Quote all of the entries word for word.
------ Listing ------
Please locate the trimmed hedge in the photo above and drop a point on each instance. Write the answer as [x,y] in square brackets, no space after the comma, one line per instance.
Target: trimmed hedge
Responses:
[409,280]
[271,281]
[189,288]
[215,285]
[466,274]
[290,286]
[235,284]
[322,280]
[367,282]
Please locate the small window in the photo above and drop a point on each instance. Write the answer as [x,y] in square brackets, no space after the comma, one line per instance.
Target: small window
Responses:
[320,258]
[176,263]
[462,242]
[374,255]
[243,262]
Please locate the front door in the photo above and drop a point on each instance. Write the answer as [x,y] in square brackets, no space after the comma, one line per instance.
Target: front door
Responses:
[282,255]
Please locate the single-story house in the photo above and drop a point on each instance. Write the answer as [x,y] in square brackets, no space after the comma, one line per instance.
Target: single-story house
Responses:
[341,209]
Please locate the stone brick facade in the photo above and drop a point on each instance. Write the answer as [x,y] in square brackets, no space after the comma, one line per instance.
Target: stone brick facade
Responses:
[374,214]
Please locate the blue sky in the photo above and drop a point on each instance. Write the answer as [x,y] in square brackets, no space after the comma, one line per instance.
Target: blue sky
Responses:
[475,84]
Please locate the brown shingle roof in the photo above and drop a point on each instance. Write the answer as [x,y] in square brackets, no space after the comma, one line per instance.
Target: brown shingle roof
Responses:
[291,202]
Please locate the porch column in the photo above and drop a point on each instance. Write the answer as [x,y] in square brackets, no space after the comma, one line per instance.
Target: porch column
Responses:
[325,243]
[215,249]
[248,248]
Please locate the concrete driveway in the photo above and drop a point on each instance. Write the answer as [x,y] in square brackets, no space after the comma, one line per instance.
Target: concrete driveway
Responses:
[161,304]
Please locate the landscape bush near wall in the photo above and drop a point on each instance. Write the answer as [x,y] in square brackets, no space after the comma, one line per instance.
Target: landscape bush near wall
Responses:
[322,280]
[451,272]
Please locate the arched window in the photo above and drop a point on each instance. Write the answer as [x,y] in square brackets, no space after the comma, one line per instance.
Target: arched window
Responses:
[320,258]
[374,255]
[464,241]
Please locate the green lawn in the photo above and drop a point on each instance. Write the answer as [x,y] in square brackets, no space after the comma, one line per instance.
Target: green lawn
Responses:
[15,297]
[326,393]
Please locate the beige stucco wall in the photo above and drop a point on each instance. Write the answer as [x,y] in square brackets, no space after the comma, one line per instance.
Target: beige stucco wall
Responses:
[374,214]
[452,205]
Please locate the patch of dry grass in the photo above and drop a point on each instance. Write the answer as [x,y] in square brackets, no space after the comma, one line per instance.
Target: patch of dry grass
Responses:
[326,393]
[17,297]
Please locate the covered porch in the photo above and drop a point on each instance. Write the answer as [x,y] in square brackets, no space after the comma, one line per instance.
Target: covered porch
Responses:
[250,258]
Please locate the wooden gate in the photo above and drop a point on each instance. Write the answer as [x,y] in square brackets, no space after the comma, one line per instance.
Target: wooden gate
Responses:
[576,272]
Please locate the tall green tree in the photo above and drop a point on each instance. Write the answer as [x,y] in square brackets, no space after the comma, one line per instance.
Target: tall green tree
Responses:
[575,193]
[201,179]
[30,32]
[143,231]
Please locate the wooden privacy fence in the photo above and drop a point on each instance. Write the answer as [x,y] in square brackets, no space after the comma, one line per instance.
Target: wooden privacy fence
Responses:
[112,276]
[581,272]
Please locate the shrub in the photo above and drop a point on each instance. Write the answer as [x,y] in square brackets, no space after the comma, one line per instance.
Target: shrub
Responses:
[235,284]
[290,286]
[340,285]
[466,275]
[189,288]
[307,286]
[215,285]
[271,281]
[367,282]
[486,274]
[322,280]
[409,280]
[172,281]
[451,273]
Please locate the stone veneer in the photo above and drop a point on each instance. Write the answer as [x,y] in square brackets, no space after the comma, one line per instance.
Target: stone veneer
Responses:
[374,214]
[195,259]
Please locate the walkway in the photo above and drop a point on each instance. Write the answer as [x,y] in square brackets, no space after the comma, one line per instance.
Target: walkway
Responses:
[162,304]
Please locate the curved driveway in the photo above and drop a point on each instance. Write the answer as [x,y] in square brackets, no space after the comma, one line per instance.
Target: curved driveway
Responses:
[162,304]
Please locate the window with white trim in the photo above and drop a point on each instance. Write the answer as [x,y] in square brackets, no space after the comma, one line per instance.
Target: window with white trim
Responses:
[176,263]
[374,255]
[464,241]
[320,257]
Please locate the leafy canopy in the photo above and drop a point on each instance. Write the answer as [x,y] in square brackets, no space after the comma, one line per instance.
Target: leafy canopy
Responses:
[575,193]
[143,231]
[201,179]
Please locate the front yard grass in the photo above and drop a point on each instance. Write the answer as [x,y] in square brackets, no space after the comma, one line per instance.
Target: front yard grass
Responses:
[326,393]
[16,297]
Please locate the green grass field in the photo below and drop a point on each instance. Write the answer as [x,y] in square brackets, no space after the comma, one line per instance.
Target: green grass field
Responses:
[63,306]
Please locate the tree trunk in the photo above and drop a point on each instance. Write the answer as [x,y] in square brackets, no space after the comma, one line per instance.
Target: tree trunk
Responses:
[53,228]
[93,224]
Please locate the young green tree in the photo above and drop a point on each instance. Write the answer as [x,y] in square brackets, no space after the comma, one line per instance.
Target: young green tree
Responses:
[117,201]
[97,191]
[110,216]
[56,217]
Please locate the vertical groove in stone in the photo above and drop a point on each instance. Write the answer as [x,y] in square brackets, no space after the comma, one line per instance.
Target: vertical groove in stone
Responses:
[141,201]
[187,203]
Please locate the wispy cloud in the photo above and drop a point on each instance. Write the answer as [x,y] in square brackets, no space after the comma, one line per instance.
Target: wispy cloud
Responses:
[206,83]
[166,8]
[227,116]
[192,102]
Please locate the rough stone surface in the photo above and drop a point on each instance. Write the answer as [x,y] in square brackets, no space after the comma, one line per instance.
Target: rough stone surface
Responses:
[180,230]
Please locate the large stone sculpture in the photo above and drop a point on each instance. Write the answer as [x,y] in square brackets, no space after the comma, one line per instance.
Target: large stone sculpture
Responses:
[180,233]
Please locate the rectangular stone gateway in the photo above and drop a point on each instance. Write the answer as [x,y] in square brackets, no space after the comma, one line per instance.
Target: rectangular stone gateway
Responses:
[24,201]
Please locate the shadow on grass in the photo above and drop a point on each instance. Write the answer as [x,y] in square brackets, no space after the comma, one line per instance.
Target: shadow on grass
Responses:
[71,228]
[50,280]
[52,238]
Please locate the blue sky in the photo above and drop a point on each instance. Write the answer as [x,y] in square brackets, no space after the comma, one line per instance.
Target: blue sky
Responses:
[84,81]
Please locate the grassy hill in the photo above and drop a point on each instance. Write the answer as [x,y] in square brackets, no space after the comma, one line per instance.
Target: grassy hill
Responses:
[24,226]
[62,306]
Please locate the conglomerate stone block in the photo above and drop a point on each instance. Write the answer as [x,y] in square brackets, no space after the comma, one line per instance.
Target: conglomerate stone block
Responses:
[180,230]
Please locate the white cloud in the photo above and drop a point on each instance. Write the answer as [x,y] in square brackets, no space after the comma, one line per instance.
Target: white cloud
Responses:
------
Written solution →
Please locate the trimmed hedge in the photo above and drop a point on each instance. Write the answer as [x,y] in square brackets, no space after the comma, one line per instance.
Target: trimmed hedge
Responses:
[409,280]
[271,281]
[189,288]
[215,285]
[466,274]
[290,286]
[235,284]
[322,280]
[367,282]
Please locate the small window in the photo above and drop a point on each instance. Write the answer as [x,y] in square brackets, no space after the comma, one line per instance.
Target: small window
Responses:
[320,258]
[176,263]
[462,242]
[374,255]
[243,262]
Please locate the front door in the photo above and drop a point on each instance. Write the answer as [x,y] in square brackets, no space after the comma, one line per instance.
Target: front door
Responses:
[282,255]
Please locate the single-story house in the photo above and drop a point on each instance. Write the answer as [x,y] in square brackets, no space after the comma, one line per instance.
Target: single-story house
Responses:
[341,209]
Please locate the stone brick facade in the photo above and drop a point on each instance. Write the answer as [x,y] in square brackets, no space after the comma, one line per instance.
Target: stone brick facade
Responses:
[374,214]
Please locate the blue sky in the photo above and drop a point on each instance. Write the answer as [x,y] in square brackets, no space after the comma, one line per instance.
Target: blue sky
Responses:
[475,84]
Please locate the brown shingle roof in the photo above and drop a point on each instance. Write the answer as [x,y] in square brackets, no space after the comma, one line per instance.
Target: brown shingle roof
Responses:
[291,202]
Please locate the porch column in the photo above and drop a point on each instance. Write the answer as [x,y] in square brackets, no space after the comma, one line per instance.
Target: porch column
Responses:
[325,243]
[215,249]
[248,248]
Please locate the concrete driveway in the photo above and drop a point on each instance. Write the answer as [x,y] in square brackets, no space after the comma, one line per instance.
Target: concrete driveway
Responses:
[161,304]
Please locate the landscape bush near wall in the photo above and drop a point on each instance. Write the answer as [x,y] in square brackets, no space after the comma, one line per instance.
Target: landscape bush near wall
Responses:
[322,280]
[451,272]
Please locate the arched window in the photo above and drop a point on each instance. Write the answer as [x,y] in square brackets, no space after the comma, one line per instance.
Target: arched window
Responses:
[320,258]
[374,255]
[464,241]
Please locate the green lawn in the photo above and drop a point on each instance. Write the answer as [x,y] in square brackets, no space after the comma, one line per instance.
Target: green lawn
Responses:
[15,297]
[326,393]
Please locate the beige stucco wall in the photo above and drop a point on each instance. Write the answer as [x,y] in square brackets, no space after the comma, one line per instance.
Target: beige stucco wall
Responses:
[374,214]
[452,205]
Please locate the patch of dry grass in the photo above and drop a point on each instance. Write the answer as [x,y] in square brackets, no space after the comma, one line per instance.
Target: patch of dry grass
Responses:
[326,393]
[17,297]
Please locate the covered porch in the photo above and drop a point on each instance. Write the answer as [x,y] in square brackets, no space after the comma, one line per instance.
Target: covered porch
Responses:
[250,258]
Please locate the wooden gate in the photo above and drop a point on each instance. Write the answer as [x,y] in square brackets, no space after the comma, one line per instance.
Target: wooden gate
Responses:
[576,272]
Please locate the tall green tree in the photo above and drop a point on each instance. Write the answer as [x,y] in square brackets, no space after the comma, one line per instance.
Target: tall green tree
Responses:
[575,193]
[201,179]
[30,32]
[143,231]
Please locate the wooden privacy fence in the photo above and drop a point on each instance. Write the answer as [x,y] in square brackets, no space after the comma, one line per instance.
Target: wooden privacy fence
Responses:
[112,276]
[581,272]
Please locate the shrub in the photo above and drop a point on each instance. Write the answer as [x,y] in square brackets, no space after the comma, one line per instance.
Target: shrub
Responses:
[235,284]
[290,286]
[340,285]
[466,275]
[189,288]
[307,286]
[215,285]
[271,281]
[367,282]
[486,274]
[322,280]
[409,280]
[172,281]
[451,273]
Please locate the stone veneer in the photo above and drop a point on each instance. Write the answer as [x,y] in square brackets, no space after the comma, one line per instance.
Target: stone veneer
Responses:
[374,214]
[195,259]
Please locate the walkway in the photo above and drop a point on each instance. Write the answer as [x,y] in square brackets, no space after the comma, one line per instance.
Target: walkway
Responses:
[162,304]
Please locate the curved driveway in the photo above and drop a point on each instance. Write the answer as [x,y] in square brackets, no space after the comma, one line per instance.
Target: curved driveway
Responses:
[162,304]
Please locate the window with white trim in the photo above and drop a point on each instance. Write the answer as [x,y] in square brackets, no space after the comma, one line per instance.
Target: window with white trim
Responses:
[176,263]
[374,255]
[464,241]
[320,257]
Please locate the leafy canopy in the photo above and drop a point on each instance. Write the answer as [x,y] in square brackets, no space after the comma, one line per instance.
Target: leafy canopy
Responses:
[575,193]
[143,231]
[201,179]
Please locate the front yard grass in the photo above and drop a point on each instance. Write the answer as [x,y] in square brackets, no space after the comma, one line per instance.
Target: front yard grass
Responses:
[326,393]
[16,297]
Please locate the green grass field in the photo below and drop a point on each instance. Write the answer as [x,y] in square brackets, no space after the comma, one line per instance.
Target: green grass field
Responses:
[63,306]
Please locate the tree trunk in the photo above and drop a point on each instance. Write the answer as [x,y] in square brackets, no space after the comma, one line per instance.
Target: tree trunk
Responses:
[53,228]
[93,224]
Please locate the young green tree in the photo above and drop a point on each instance. Write the answer as [x,y] in square brackets, no space after the comma, one line per instance.
Target: young green tree
Responses:
[117,201]
[97,191]
[110,216]
[56,217]
Please locate the vertical groove in stone in the photo above and drop a point on each instance. Write the answer as [x,y] in square brackets, no space after the comma, one line per instance.
Target: vertical groove in stone
Responses:
[141,201]
[187,203]
Please locate the wispy cloud in the photo above and drop a point on each instance. Write the answer as [x,y] in square brackets, no space after the comma, one line per instance.
Target: wispy cloud
Responses:
[206,83]
[166,8]
[227,116]
[192,102]
Please locate the rough stone surface in the photo above and drop a point on each instance. Write the answer as [x,y] in square brackets, no space after the comma, one line per instance.
Target: rough stone surface
Responses:
[180,230]
Please locate the large stone sculpture in the photo above and drop a point on each instance. Write the answer as [x,y] in square brackets, no space after the comma, one line per instance.
Target: large stone sculpture
Responses:
[180,233]
Please locate the rectangular stone gateway in the photo above and drop a point on each instance. Write the answer as [x,y] in square brackets, no space after the comma, one line per instance.
Target: rectangular stone gateway
Responses:
[24,201]
Please locate the shadow on grass in the photo above and drop a point on each instance. Write the answer as [x,y] in square brackets, no space after the comma, one line per instance.
Target: shadow on grass
Responses:
[71,228]
[50,280]
[52,238]
Please locate the blue sky in the photo above and drop a point on each instance. Write the answer as [x,y] in square brackets, no space after the comma, one line per instance.
Target: blue sky
Responses:
[84,81]
Please locate the grassy hill in the photo above and drop a point on each instance. Write the answer as [x,y] in square brackets, no space after the comma, one line per instance.
Target: grassy hill
Responses:
[24,226]
[62,306]
Please locate the conglomerate stone block in the photo above and drop a point on each instance. Write the answer as [x,y] in square brackets, no space after the comma, one line per instance.
Target: conglomerate stone block
Responses:
[180,230]
Please locate the white cloud in the photo above and drop a point on each instance. Write the answer as [x,y] in square brackets, no space after the comma, one line per instance.
Target: white cloud
Responses:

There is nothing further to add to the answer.